*Activity*. Could you report every line from the entries that includes the word "black"?

*Provided entries*.
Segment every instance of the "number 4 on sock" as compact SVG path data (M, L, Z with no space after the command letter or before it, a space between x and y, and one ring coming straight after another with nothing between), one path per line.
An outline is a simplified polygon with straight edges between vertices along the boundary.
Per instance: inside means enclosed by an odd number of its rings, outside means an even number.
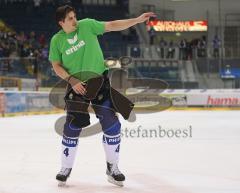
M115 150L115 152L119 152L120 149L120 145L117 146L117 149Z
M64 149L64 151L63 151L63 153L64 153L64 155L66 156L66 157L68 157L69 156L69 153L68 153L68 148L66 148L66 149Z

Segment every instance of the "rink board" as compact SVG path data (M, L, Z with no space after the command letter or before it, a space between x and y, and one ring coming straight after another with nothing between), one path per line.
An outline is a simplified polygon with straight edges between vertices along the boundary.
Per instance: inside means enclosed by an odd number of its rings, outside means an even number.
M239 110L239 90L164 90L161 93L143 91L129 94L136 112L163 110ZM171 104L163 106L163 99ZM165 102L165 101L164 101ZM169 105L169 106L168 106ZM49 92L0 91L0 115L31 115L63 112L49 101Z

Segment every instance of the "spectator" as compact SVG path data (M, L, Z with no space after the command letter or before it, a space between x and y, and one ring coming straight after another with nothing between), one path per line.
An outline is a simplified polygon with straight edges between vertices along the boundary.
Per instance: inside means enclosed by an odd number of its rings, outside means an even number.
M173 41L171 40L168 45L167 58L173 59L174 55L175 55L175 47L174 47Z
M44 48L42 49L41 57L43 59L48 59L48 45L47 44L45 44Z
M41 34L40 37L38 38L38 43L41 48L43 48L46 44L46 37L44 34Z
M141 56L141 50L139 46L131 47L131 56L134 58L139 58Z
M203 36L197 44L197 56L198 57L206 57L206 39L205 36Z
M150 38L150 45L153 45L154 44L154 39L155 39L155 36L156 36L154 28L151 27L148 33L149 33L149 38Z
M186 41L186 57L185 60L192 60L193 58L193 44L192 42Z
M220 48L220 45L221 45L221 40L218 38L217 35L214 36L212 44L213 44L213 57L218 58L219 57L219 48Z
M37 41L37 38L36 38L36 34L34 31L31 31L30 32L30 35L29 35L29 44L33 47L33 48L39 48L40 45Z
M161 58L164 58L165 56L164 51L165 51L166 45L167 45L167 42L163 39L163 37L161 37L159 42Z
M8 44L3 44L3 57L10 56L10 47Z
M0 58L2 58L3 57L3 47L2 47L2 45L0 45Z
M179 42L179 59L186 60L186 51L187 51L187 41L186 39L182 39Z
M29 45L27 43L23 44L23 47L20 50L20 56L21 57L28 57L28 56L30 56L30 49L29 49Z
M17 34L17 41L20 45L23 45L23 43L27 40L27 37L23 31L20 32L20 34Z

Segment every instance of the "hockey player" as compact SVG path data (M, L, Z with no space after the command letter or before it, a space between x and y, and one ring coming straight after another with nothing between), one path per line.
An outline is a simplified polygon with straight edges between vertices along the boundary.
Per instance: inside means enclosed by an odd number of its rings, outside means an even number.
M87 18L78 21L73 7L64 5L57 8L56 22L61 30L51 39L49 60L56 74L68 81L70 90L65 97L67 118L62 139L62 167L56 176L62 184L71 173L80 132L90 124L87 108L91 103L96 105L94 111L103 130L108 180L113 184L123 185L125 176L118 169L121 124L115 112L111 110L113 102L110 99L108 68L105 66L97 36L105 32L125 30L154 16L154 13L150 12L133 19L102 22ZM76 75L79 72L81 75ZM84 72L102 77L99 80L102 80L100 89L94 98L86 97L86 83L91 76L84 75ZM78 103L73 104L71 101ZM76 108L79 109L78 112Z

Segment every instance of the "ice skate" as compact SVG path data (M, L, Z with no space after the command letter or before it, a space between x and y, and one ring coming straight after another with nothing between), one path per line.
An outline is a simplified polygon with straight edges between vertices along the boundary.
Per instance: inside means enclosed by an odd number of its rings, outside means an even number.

* * *

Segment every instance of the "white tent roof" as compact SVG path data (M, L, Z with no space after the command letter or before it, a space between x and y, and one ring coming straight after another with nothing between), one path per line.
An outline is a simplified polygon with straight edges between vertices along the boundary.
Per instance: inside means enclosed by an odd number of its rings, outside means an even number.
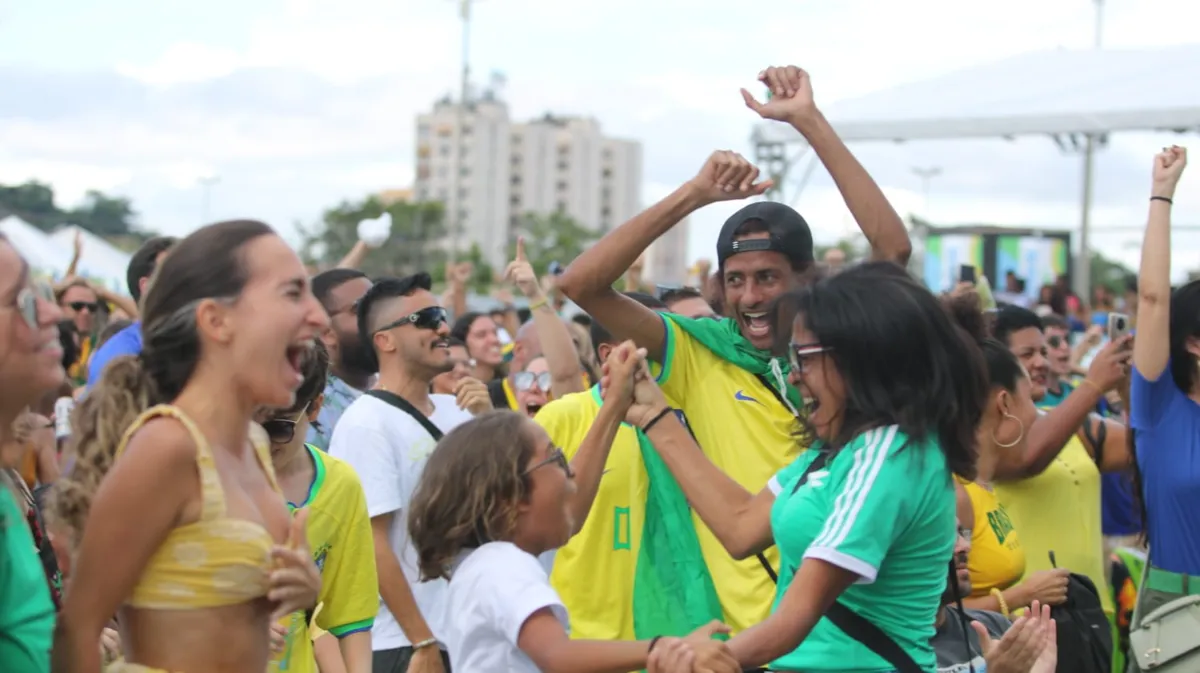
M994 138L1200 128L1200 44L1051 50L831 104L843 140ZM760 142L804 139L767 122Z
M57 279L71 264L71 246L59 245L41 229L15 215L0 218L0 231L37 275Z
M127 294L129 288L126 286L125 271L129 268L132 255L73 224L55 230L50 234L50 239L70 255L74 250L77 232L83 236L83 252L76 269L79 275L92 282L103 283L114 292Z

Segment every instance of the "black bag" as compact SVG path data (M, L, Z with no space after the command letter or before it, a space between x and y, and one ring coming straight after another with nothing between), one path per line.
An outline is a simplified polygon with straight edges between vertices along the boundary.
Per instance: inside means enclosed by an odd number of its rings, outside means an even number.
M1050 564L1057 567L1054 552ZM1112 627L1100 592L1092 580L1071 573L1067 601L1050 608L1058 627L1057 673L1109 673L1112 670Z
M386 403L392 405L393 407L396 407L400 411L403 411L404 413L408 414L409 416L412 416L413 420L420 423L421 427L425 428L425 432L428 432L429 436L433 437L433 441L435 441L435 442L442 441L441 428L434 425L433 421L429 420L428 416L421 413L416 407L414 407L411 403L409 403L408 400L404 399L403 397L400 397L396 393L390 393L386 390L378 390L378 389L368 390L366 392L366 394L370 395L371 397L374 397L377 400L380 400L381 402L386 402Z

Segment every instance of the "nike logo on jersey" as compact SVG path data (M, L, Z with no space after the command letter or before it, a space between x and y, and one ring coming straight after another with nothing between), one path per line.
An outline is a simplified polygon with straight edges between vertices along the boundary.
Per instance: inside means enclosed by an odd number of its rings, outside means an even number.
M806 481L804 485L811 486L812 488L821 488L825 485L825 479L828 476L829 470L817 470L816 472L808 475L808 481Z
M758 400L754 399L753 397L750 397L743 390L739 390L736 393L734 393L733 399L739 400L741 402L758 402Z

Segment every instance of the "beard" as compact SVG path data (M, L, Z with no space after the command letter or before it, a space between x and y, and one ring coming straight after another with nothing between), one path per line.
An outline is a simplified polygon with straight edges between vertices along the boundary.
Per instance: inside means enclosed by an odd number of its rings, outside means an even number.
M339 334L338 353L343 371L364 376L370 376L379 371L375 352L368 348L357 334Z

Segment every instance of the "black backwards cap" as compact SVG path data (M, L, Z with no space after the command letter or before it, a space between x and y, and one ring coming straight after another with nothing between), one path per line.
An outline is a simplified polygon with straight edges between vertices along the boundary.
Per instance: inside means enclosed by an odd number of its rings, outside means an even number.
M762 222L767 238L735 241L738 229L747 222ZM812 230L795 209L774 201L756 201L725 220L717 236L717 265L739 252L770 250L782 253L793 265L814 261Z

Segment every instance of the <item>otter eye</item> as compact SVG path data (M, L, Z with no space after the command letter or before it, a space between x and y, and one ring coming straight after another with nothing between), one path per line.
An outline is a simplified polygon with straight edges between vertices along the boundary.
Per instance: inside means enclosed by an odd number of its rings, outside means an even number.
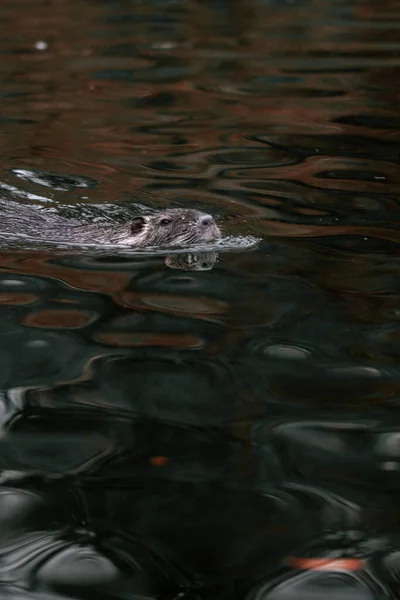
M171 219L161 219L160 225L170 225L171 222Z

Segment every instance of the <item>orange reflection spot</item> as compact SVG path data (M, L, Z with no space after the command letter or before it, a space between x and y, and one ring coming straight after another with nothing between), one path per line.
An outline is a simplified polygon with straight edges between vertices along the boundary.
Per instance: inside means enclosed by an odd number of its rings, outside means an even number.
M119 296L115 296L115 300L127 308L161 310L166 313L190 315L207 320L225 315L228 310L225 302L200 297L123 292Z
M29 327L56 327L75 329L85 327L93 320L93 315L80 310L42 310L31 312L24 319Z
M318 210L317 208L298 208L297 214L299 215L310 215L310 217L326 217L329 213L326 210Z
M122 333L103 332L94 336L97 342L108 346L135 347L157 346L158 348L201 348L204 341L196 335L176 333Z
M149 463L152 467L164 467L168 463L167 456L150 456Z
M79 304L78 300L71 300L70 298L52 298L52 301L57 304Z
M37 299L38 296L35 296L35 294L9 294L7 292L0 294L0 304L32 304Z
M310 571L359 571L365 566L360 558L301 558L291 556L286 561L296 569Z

*Solution*.
Segment every instance of the "black bag" as compact SVG path data (M, L, Z with no space after the command letter or before it, a space between x and y, and one ring coming straight after another with nothing between), one path per line.
Segment every instance of the "black backwards cap" as compact SVG path data (M, L, Z with no space after the command letter or before it, a space between x and y, and one ring coming straight after another with nothing between), one path per line.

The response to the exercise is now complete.